● Activity: From the text on one-click feedback, list each team the author names as using the product, along with how that team uses it.

● Text:
··········
One-click Feedback


It should be easy for app users to give feedback. Like, really easy. A couple clicks- boom boom. But in order for it to be most valuable for Product, that feedback must come stapled with awesome context and data.

Duolingo seems to nail feedback- at least for internal testing. In How dogfooding helps us build a better Duolingo, employees at the company get a special beta version of the app that features Shake-to-Report:

Shake-to-Report works pretty much exactly how it sounds: if an employee encounters a bug while using the app, they can shake the device (or on Web clients, click a button), which pulls up an internal bug report form…

To help diagnose bugs, reports automatically contain a screenshot and a host of metadata, including the experiments in which the user is currently treated, the user’s device and app version, and the user’s specific course and lesson data. We include a unique Fullstory recording in every bug report that shows what a user was doing in the app before they experienced a bug. Shake-to-Report bugs also contain a log file, which is particularly useful as engineering teams often add log statements at different points to help debug issues.

Duolingo hits the trifecta: Shake-to-Report is fast, valuable, and delightful. Imagine being a Duolingo employee, identifying a bug, and getting giddy at the idea of sharing it with your team…

I believe dogfooding is a critical part of every well-crafted product. In fact, I believe a lack of it is an existential risk to my startup. Nevertheless, my team does periodically use the product. Our Sales team demos it, Customer Success trains new customers on it, and Engineering continuously tinkers in it (albeit in dev branches). So, it got me thinking… how do we make feedback easy, fun, and valuable for our team?

Right now, we’re likely doing what most startups do: we have #feedback and #bugs Slack channels. We encourage all team members to share their thoughts in those. However, I noticed something alarming: in the past two months, 79% of our feedback came from only three of our twenty employees.
··········
● Provided data:
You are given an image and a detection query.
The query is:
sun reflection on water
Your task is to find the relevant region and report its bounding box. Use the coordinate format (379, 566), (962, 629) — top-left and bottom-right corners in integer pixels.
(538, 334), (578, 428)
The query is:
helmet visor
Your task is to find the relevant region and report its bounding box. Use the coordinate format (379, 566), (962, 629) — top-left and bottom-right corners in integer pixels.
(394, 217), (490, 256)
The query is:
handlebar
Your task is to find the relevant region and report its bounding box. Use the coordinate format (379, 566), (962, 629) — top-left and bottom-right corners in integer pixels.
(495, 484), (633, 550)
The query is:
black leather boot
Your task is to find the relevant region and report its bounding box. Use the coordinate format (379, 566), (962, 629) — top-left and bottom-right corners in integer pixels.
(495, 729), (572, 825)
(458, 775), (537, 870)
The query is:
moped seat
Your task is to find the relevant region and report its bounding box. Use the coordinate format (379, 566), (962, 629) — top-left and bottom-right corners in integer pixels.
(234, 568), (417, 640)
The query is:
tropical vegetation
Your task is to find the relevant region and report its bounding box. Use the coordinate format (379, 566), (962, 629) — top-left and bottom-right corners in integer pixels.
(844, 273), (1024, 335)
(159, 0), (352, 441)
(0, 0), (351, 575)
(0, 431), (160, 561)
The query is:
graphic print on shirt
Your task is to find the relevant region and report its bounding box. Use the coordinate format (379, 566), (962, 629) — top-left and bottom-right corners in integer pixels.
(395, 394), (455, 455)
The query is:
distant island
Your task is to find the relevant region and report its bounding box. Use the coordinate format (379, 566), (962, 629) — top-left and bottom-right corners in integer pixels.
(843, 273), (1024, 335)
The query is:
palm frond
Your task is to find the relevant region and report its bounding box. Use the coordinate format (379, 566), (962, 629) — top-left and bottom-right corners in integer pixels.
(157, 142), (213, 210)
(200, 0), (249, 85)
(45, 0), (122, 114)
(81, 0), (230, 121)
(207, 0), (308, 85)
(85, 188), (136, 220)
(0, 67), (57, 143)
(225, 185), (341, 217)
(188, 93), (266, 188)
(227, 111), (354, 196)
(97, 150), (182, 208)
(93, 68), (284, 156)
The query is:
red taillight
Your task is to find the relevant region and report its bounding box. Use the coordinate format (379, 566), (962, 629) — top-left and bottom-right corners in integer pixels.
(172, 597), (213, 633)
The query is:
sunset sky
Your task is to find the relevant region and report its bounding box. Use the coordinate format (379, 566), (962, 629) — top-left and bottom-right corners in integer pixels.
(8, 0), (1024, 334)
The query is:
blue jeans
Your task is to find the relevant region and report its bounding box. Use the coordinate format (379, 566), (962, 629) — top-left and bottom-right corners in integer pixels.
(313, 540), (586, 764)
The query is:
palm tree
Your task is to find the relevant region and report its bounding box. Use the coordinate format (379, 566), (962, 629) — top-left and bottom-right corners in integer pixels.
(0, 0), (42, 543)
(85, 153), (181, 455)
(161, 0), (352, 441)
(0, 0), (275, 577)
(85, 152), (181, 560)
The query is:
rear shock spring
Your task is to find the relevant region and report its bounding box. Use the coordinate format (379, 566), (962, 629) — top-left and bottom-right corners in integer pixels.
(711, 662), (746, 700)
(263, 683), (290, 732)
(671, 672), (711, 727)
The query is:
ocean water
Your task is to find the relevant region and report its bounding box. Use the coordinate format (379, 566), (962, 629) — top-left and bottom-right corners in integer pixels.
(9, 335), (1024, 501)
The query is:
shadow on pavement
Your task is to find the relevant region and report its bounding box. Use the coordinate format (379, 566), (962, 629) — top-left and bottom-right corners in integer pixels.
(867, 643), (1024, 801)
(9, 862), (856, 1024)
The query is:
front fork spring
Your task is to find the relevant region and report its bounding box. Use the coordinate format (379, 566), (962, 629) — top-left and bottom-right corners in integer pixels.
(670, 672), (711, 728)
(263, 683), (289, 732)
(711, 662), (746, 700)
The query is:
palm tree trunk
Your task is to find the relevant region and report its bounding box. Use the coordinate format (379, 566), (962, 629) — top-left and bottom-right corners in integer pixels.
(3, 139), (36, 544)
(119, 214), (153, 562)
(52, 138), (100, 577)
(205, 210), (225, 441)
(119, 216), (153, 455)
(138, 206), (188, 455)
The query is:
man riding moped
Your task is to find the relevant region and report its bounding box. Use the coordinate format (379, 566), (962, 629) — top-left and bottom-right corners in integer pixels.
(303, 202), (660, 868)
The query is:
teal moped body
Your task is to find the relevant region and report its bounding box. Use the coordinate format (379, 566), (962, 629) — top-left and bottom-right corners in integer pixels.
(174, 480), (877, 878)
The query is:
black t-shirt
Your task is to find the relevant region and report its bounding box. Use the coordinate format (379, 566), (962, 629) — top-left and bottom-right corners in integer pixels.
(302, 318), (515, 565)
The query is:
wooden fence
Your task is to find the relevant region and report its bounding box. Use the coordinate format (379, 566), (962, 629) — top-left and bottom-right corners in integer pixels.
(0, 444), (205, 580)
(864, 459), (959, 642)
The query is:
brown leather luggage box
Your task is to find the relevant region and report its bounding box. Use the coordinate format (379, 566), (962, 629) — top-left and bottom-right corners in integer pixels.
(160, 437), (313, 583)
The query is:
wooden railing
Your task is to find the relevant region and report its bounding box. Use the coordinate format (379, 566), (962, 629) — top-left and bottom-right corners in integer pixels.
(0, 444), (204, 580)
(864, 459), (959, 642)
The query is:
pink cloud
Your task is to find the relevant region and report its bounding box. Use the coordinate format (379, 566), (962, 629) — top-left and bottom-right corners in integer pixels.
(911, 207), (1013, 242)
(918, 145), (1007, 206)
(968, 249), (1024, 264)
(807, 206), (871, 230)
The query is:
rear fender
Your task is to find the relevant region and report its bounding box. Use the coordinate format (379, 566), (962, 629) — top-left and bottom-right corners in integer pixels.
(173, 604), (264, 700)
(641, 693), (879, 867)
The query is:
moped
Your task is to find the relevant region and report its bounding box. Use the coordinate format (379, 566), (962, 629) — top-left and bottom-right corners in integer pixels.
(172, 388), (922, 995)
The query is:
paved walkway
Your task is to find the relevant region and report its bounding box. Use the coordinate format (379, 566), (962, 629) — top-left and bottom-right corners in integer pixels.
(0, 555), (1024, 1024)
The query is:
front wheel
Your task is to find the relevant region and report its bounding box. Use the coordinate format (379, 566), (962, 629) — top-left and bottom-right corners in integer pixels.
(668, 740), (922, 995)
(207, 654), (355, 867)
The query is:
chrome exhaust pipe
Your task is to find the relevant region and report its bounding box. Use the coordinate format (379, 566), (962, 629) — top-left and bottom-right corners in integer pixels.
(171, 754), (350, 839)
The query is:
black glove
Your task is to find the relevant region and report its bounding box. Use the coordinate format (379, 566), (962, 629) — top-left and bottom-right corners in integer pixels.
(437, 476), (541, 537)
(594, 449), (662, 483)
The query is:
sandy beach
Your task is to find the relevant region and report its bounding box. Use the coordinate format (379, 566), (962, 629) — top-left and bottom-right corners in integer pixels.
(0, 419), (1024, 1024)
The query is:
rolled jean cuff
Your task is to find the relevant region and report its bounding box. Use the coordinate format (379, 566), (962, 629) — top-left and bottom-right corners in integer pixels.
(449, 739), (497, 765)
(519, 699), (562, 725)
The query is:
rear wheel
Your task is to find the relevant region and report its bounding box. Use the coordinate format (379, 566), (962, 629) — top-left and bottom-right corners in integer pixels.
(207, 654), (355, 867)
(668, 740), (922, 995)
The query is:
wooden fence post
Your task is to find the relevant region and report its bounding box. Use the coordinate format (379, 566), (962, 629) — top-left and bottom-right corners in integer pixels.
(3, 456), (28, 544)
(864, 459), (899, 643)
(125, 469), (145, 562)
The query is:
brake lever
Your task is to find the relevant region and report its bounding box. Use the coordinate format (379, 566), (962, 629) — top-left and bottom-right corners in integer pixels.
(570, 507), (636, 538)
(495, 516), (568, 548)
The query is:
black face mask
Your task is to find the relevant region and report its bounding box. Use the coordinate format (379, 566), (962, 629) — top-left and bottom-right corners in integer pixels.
··········
● Exercise response:
- Sales: demos the product.
- Customer Success: trains new customers on it.
- Engineering: continuously tinkers in it, in dev branches.